─── MATERIAL FOR THIS EXERCISE ───
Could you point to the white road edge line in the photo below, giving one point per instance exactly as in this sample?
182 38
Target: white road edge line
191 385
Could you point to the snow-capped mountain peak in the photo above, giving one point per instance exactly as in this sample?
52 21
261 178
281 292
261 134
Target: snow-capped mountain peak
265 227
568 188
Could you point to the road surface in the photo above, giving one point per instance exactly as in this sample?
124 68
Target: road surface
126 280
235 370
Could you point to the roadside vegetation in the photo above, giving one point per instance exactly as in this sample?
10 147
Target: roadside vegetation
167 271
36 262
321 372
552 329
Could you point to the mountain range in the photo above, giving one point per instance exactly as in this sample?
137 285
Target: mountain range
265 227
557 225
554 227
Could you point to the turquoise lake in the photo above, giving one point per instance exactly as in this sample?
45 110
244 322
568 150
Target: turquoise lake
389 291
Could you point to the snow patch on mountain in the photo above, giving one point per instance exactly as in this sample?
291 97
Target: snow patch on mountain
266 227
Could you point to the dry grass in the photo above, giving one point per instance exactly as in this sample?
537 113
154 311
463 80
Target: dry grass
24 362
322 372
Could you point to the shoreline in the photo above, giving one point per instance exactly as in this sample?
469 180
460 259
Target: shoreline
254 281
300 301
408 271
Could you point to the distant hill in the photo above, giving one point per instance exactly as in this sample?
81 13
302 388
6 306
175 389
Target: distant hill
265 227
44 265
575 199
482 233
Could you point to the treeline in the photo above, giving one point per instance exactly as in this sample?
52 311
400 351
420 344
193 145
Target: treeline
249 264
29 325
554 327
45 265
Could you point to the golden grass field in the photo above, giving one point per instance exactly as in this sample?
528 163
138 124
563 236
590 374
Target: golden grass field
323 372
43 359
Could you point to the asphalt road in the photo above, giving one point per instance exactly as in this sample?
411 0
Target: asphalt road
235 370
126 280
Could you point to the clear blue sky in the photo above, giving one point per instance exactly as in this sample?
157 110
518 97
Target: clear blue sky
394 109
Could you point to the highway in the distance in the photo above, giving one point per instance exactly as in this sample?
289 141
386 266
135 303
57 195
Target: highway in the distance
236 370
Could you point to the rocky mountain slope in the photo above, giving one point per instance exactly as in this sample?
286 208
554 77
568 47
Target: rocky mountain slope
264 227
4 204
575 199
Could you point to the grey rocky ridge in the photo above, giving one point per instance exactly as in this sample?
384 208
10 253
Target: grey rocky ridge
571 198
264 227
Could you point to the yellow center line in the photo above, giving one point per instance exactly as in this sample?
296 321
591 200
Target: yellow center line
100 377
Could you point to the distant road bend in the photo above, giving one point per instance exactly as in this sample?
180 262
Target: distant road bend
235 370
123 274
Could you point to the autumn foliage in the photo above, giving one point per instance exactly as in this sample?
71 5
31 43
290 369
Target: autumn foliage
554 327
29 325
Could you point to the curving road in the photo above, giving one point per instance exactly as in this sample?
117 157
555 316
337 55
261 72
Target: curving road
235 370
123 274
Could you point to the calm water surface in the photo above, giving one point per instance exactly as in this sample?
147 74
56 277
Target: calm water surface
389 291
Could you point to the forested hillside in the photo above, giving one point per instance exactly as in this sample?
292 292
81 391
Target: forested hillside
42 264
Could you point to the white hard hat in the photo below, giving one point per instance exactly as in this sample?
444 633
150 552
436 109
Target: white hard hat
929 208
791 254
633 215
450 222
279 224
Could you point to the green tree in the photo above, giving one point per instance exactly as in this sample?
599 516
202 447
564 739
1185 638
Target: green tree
───
**WRITTEN EXERCISE:** Reproduce each entry exactly, leaving out nothing.

**ANSWER IN FULL:**
Could you point to the white road edge line in the photo below, giving one point per instance exactly as in this sample?
182 38
Target: white road edge line
191 385
Could you point to the snow-capped mountain peak in the photo above, giving one point per instance exactly as in this sample?
52 21
261 178
281 292
261 134
Target: snow-capped mountain peak
265 227
568 188
Could you point to the road surface in the photo above, giving one point per instance exactly as in this sample?
124 68
Target: road surface
126 280
235 370
Could you point to the roadside vegetation in the photo above, giving one point per instance exactly as in this sample?
10 147
Target: roadside vegetation
167 271
36 262
321 372
552 329
Could you point to the mountain range in the photo above, giving one point per instance exactly as in this sample?
137 285
Target: mountain range
265 227
557 225
554 227
Could you point to the turquoise lake in the photo above, giving one point per instance exactly as in this sample?
45 110
244 322
568 150
Target: turquoise lake
389 291
Could you point to the snow patch on mountain in the photo above, giving one point per instance exactly as in this sample?
291 97
Target: snow patch on mountain
266 227
Could you point to the dry grass in the photo above, giving one point per instance exactly as in this sample?
537 113
154 311
463 80
Target: dry grass
24 362
322 372
Could you point to the shoreline in the photo above, giving one point per instance exactly as in this sample?
469 180
460 259
Target: shoreline
254 281
300 301
408 271
Could you point to the distant hill in the photo above, giving one point per instance exactly as in this sample?
81 13
302 388
6 306
175 389
Target: distant hill
265 227
44 265
575 199
482 233
Could you point to the treeline in the photo above, giving one point per instance exactly as in this sample?
52 311
400 351
420 344
193 145
Target: treeline
249 264
29 325
554 327
45 265
Could you point to the golden grass field in the photo above, giving one point per instance exactly as in this sample?
528 163
138 124
563 236
590 374
Target: golden grass field
323 372
43 359
Could you point to the asphalt road in the photo above, giving one point per instance exactly as in this sample?
411 0
Target: asphalt road
235 370
126 280
Could you point to the clear blue sky in the photo above, giving one point per instance exactly as in this sample?
157 110
518 97
Target: clear blue sky
394 109
Could you point to the highway in the distance in the photo above, giving one point per instance exactly as in this sample?
289 141
386 266
135 303
57 195
Target: highway in the distance
236 370
Could you point to the rocky mountain slope in the photo above, giving one point per instance exactly as in this sample?
286 208
554 77
568 47
Target: rocky mountain slope
264 227
4 204
575 199
Could you point to the grey rocky ridge in the photo above, giving one point per instance exactly as in this sample?
384 208
10 253
Target: grey rocky ridge
571 198
264 227
Could you point to the yellow center line in the photo above, giving one point per instance exactly as in this sample?
296 321
591 200
Target: yellow center line
100 377
Could you point to the distant road bend in the photo above, giving one point per instance exactly as in this sample?
180 262
Target: distant road bend
235 370
123 274
Could you point to the autumn foliage in the photo above, giving one point per instance exactly as in this sample?
71 5
31 43
290 369
Target: autumn foliage
554 327
29 325
Could you point to the curving road in the photo above, giving one point per instance exactly as in this sample?
117 157
555 316
337 55
261 72
Target: curving road
235 370
123 274
Could you point to the calm water surface in the photo above, giving one point per instance exactly as in this sample?
147 74
56 277
Target: calm water surface
389 291
Could you point to the forested hillside in the photo above, giving one point per instance exactly as in this sample?
292 292
81 391
Target: forested hillside
42 264
Could you point to the white hard hat in the photo below, giving one point per instance exactly as in this sample?
444 633
150 552
436 109
Target: white hard hat
929 208
791 254
633 215
450 222
279 224
Could you point to the green tree in the photo above, giving one point per instance exactly as in this sample?
599 516
202 447
564 739
1185 638
Target: green tree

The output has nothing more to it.